One woman was killed and another 19 were injured when a car drove through a group counter-protesting a rally called Unite the Right organized by alt-right groups and white nationalists in Charlottesville Saturday.

Protesters and counter-protesters had clashed the night before at the base of a statue of Confederate General Robert E. Lee in the city’s Emancipation Park.

Two Virginia State police officers monitoring the situation died in a helicopter crash.

Outside Victoria Park Wednesday night, rally-goers held signs, sang songs of inclusivity, and cheered speakers who condemned the violence and actions of the Unite the Right protestors.

Virginian Didi Pinto held a sign saying Virginia Is For Lovers, the state’s travel slogan.

“We fought too hard and have made too much progress to be going this quickly backwards. It’s scary to see,” said.

Others held signs with messages of acceptance.

There were no counter-protesters at Wednesday’s rally. London police patrolled the event to ensure public safety.

“It was a good happy crowd full of support. It’s wonderful,” Goldsmith said.

“It will be different on the 26th (of August).”

That’s when Pegida Canada London, also known as Patriots of Canada Against the Islamization of the West, plans a noon-hour rally at London city hall.

Goldsmith told the Victoria Park crowd Wednesday that organizers plan their own rally to counter the Pegida gathering.

※

- [Set exercise A]
In the rally report, what did Didi Pinto's sign say?
- [Set exercise B]
Decide whether each statement agrees with the rally report, giving yes or no and quoting the words that settle it: (i) Counter-protesters attended Wednesday's rally. (ii) Two Virginia State police officers died in a helicopter crash. (iii) Pegida Canada London plans an evening rally at London city hall.
- [Set exercise C]
Summarize the rally report in two sentences.
Answer from the report alone.

- [Object position labeling entries]
※

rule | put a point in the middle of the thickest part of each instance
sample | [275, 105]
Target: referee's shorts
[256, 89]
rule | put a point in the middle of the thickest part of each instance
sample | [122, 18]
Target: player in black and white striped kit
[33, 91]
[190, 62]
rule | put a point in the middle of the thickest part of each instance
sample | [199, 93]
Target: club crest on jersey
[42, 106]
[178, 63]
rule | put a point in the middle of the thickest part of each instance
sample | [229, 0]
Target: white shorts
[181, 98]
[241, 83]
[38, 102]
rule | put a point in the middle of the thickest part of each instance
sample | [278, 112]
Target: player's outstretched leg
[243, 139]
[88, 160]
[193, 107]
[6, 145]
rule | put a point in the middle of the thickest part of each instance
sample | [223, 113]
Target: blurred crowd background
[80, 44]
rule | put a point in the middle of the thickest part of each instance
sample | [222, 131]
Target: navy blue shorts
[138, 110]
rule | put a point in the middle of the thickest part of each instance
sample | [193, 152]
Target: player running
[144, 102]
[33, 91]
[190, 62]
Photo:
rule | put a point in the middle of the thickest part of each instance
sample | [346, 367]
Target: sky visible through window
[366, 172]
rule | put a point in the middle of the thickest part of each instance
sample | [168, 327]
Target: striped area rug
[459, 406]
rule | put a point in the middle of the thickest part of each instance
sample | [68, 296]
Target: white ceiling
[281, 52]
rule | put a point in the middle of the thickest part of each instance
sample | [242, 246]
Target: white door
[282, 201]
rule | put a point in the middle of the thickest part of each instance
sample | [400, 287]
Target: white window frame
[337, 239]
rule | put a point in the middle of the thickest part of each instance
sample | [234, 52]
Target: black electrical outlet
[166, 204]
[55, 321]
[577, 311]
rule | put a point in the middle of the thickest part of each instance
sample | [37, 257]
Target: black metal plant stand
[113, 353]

※

- [Result A]
Virginia Is For Lovers, the state's travel slogan.

- [Result B]
(i) No: "There were no counter-protesters at Wednesday’s rally."
(ii) Yes: "Two Virginia State police officers monitoring the situation died in a helicopter crash."
(iii) No: "plans a noon-hour rally at London city hall."

- [Result C]
On Saturday in Charlottesville, a car drove through a group counter-protesting the Unite the Right rally, killing one woman and injuring 19 others. Outside Victoria Park on Wednesday night, rally-goers cheered speakers who condemned the violence, and organizers plan their own rally to counter a Pegida Canada London gathering at London city hall on August 26.